Records for the exercise:
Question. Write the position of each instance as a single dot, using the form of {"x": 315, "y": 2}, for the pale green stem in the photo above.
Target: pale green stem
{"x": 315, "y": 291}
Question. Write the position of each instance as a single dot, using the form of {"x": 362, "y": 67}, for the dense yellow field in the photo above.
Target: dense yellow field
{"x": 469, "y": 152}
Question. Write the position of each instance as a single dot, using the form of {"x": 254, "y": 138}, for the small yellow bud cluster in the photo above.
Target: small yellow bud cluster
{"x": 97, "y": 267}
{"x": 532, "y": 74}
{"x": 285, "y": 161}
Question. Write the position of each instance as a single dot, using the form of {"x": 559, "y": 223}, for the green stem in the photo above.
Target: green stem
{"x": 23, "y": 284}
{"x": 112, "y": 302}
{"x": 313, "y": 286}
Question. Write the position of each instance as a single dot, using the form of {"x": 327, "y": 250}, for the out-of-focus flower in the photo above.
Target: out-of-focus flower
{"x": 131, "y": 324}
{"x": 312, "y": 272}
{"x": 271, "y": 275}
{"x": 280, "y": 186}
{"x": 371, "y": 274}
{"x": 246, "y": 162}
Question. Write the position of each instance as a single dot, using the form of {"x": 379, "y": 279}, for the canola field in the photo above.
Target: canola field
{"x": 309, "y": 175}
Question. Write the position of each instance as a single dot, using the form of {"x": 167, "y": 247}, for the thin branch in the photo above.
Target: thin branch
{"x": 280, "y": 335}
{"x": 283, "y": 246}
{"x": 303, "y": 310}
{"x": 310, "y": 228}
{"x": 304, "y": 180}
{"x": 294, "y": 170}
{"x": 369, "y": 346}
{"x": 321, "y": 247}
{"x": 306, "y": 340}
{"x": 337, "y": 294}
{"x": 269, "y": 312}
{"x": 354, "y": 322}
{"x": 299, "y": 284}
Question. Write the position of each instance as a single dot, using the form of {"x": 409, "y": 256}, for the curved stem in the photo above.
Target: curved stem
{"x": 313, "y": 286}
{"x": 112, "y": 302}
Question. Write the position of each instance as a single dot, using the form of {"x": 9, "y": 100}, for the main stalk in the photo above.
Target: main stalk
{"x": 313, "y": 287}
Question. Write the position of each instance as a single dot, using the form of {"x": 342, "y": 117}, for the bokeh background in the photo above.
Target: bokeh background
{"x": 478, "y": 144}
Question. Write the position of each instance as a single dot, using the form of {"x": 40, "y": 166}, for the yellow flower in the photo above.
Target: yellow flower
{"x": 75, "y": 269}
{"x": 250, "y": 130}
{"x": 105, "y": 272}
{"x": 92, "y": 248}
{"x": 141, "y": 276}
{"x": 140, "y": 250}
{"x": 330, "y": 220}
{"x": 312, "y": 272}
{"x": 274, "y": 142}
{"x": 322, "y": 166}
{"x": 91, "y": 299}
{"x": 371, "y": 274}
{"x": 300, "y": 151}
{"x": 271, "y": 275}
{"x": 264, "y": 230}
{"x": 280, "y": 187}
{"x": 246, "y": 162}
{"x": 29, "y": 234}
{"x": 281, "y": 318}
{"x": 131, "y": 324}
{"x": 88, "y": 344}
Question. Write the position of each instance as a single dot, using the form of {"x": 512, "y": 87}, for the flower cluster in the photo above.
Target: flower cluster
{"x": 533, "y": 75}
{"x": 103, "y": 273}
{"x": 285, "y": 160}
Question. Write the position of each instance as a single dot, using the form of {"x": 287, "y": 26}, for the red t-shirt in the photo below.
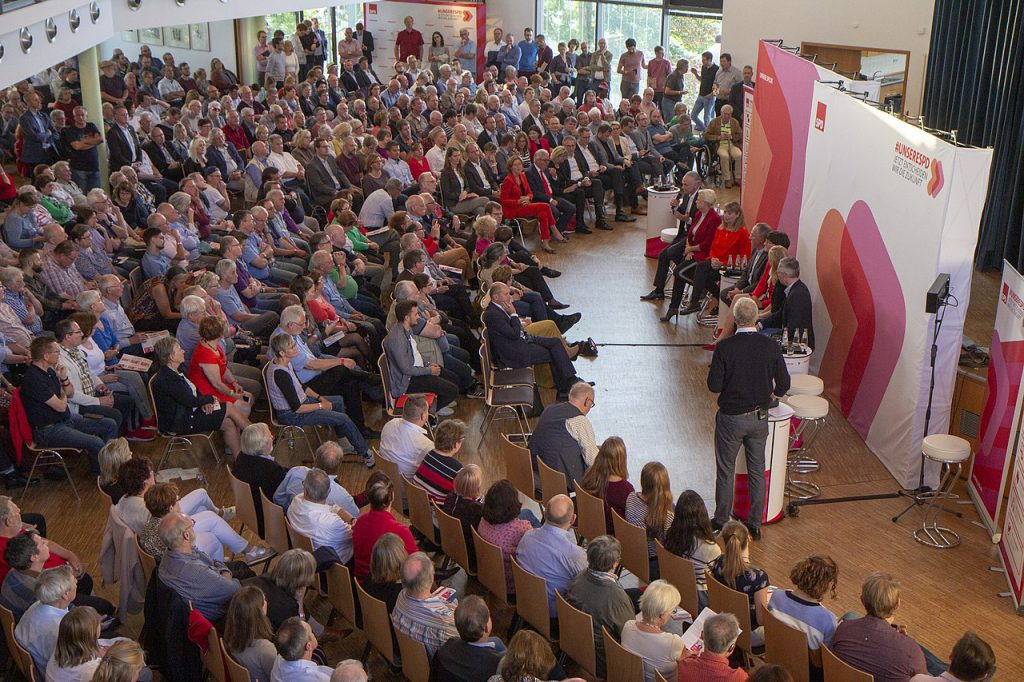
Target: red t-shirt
{"x": 368, "y": 529}
{"x": 410, "y": 42}
{"x": 54, "y": 560}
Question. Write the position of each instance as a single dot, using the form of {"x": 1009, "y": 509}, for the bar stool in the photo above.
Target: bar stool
{"x": 811, "y": 411}
{"x": 949, "y": 452}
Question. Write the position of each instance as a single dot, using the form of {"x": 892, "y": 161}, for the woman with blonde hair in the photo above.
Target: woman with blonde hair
{"x": 651, "y": 508}
{"x": 608, "y": 477}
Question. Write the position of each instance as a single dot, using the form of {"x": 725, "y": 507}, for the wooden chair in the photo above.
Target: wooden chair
{"x": 147, "y": 560}
{"x": 519, "y": 467}
{"x": 491, "y": 567}
{"x": 634, "y": 542}
{"x": 274, "y": 528}
{"x": 20, "y": 655}
{"x": 531, "y": 599}
{"x": 680, "y": 572}
{"x": 377, "y": 626}
{"x": 723, "y": 599}
{"x": 621, "y": 664}
{"x": 415, "y": 662}
{"x": 838, "y": 671}
{"x": 786, "y": 646}
{"x": 236, "y": 671}
{"x": 245, "y": 508}
{"x": 576, "y": 635}
{"x": 339, "y": 592}
{"x": 454, "y": 540}
{"x": 591, "y": 520}
{"x": 419, "y": 509}
{"x": 552, "y": 481}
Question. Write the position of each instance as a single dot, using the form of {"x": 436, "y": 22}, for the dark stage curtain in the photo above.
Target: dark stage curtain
{"x": 975, "y": 84}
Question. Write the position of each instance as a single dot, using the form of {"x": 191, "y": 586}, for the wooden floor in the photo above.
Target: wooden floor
{"x": 650, "y": 390}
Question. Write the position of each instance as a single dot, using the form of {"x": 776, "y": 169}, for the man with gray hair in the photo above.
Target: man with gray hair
{"x": 310, "y": 515}
{"x": 747, "y": 371}
{"x": 420, "y": 613}
{"x": 596, "y": 591}
{"x": 795, "y": 316}
{"x": 720, "y": 633}
{"x": 37, "y": 631}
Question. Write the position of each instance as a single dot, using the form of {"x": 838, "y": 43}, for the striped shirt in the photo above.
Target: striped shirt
{"x": 436, "y": 474}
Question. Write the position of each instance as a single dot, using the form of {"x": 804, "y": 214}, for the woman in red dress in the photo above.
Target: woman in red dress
{"x": 704, "y": 226}
{"x": 208, "y": 368}
{"x": 517, "y": 202}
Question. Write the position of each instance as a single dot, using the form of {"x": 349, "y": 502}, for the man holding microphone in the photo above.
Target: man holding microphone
{"x": 748, "y": 372}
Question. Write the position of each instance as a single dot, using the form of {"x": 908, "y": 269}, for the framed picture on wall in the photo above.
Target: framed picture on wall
{"x": 150, "y": 36}
{"x": 200, "y": 36}
{"x": 176, "y": 36}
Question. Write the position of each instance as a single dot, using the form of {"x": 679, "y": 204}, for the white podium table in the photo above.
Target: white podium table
{"x": 776, "y": 452}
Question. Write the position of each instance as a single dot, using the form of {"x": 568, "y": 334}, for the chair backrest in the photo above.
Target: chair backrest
{"x": 245, "y": 508}
{"x": 591, "y": 520}
{"x": 274, "y": 529}
{"x": 20, "y": 655}
{"x": 376, "y": 624}
{"x": 839, "y": 671}
{"x": 236, "y": 671}
{"x": 453, "y": 539}
{"x": 680, "y": 572}
{"x": 531, "y": 599}
{"x": 723, "y": 599}
{"x": 634, "y": 542}
{"x": 213, "y": 659}
{"x": 147, "y": 560}
{"x": 552, "y": 481}
{"x": 786, "y": 646}
{"x": 576, "y": 635}
{"x": 298, "y": 540}
{"x": 491, "y": 567}
{"x": 415, "y": 663}
{"x": 419, "y": 508}
{"x": 621, "y": 664}
{"x": 339, "y": 592}
{"x": 519, "y": 467}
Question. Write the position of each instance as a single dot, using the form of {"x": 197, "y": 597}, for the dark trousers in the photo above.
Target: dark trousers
{"x": 444, "y": 385}
{"x": 731, "y": 431}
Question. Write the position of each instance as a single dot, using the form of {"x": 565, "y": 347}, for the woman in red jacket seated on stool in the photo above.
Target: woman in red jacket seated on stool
{"x": 517, "y": 202}
{"x": 702, "y": 229}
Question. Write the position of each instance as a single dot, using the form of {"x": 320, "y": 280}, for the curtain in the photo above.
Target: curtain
{"x": 975, "y": 85}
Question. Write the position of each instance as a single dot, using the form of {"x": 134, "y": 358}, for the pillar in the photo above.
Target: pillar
{"x": 245, "y": 38}
{"x": 88, "y": 72}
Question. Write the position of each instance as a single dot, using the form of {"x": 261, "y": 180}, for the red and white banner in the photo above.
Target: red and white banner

Problem to solve: Filter the listing above, keeping only the lines with "banner".

Output for this task:
Question. Write the position of each instance as a single dot, using the form of {"x": 261, "y": 180}, for the red and white banner in the photo above.
Target: red and white banner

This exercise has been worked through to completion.